Stated task 1: Gather every line of the records below that contains the word "window", treating case as significant.

You could also use dir instead. Ther are probably other ways to do this more easily too.


----------



## EAFiedler (Apr 25, 2000)

Hi *effie*

Welcome to Tech Support Guy Forums!

I have merged your posts to one thread. Please do not create duplicate threads.
Continue replies here.
Thank you


----------



## effie (May 25, 2007)

Tnx for an excellent reply mosaid! Much cleaner and better code than the one I put together myself  I was looking for that right "if" command everywhere but could not find one that worked.. Could you explain this "~x" for me?


----------



## gurutech (Apr 23, 2004)

If you don't need to know which directories contained files that you deleted, you can use the following line to delete files:

DEL *.BAK /S
DEL *.TMP /S
etc...


----------



## effie (May 25, 2007)

gurutech said:


> If you don't need to know which directories contained files that you deleted, you can use the following line to delete files:
> 
> DEL *.BAK /S
> DEL *.TMP /S
> etc...


Tnx for the suggestion, but this still causes *.tmpl files to be deleted..
The solution above seems to work for me :up:
Im still puzzled by the "~x" command tho...

Data to process:
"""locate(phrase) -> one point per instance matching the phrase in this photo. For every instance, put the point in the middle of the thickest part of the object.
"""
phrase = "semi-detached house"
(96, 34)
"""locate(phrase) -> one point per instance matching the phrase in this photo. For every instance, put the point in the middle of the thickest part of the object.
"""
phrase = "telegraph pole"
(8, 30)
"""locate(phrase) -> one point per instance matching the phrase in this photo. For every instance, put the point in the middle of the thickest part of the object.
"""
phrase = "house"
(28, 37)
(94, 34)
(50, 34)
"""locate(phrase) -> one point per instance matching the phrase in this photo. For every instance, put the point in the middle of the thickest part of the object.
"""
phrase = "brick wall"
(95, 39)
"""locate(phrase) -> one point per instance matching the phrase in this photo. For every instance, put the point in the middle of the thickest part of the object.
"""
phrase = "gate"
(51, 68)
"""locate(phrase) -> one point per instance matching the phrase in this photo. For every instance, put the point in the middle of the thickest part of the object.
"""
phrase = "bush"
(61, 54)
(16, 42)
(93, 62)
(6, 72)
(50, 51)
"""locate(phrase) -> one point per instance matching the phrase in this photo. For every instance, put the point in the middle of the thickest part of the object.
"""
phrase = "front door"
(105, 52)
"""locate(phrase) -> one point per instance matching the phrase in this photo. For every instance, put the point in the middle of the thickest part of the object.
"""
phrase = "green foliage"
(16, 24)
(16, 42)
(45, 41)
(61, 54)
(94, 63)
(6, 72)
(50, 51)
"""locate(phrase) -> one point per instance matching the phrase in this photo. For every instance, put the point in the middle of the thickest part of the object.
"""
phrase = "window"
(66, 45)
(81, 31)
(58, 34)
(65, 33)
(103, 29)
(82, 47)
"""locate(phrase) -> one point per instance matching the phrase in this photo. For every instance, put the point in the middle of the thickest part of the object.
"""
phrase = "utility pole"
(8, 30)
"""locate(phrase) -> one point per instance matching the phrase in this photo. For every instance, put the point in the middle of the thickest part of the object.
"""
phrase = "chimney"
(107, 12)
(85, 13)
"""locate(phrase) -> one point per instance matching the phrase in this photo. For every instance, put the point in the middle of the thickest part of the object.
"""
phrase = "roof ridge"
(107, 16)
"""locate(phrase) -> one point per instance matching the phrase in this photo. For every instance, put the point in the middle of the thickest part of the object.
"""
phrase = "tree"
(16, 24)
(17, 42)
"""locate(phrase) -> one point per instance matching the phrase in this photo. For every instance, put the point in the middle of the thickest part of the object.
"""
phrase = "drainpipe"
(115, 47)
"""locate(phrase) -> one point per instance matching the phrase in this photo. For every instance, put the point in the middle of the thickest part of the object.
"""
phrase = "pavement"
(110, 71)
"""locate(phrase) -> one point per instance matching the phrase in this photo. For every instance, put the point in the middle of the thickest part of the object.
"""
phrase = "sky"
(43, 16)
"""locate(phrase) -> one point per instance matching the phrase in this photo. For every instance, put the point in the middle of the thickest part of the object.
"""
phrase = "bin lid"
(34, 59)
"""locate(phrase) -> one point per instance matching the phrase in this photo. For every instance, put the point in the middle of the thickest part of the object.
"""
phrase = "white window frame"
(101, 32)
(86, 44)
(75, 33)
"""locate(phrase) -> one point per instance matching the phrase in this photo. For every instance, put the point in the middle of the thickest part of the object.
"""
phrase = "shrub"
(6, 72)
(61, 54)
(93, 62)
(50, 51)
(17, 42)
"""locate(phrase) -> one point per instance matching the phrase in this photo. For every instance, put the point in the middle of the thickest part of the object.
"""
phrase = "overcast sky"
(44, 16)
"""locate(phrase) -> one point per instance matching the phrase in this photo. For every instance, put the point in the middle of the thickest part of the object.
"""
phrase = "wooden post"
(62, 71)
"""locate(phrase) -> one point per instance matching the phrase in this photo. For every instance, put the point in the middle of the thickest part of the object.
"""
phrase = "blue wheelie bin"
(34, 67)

Stated task 2: According to the forum thread above, what did effie say still happened with gurutech's DEL suggestion?

Expected answer 1:
phrase = "window"
phrase = "white window frame"

Expected answer 2: It still caused *.tmpl files to be deleted.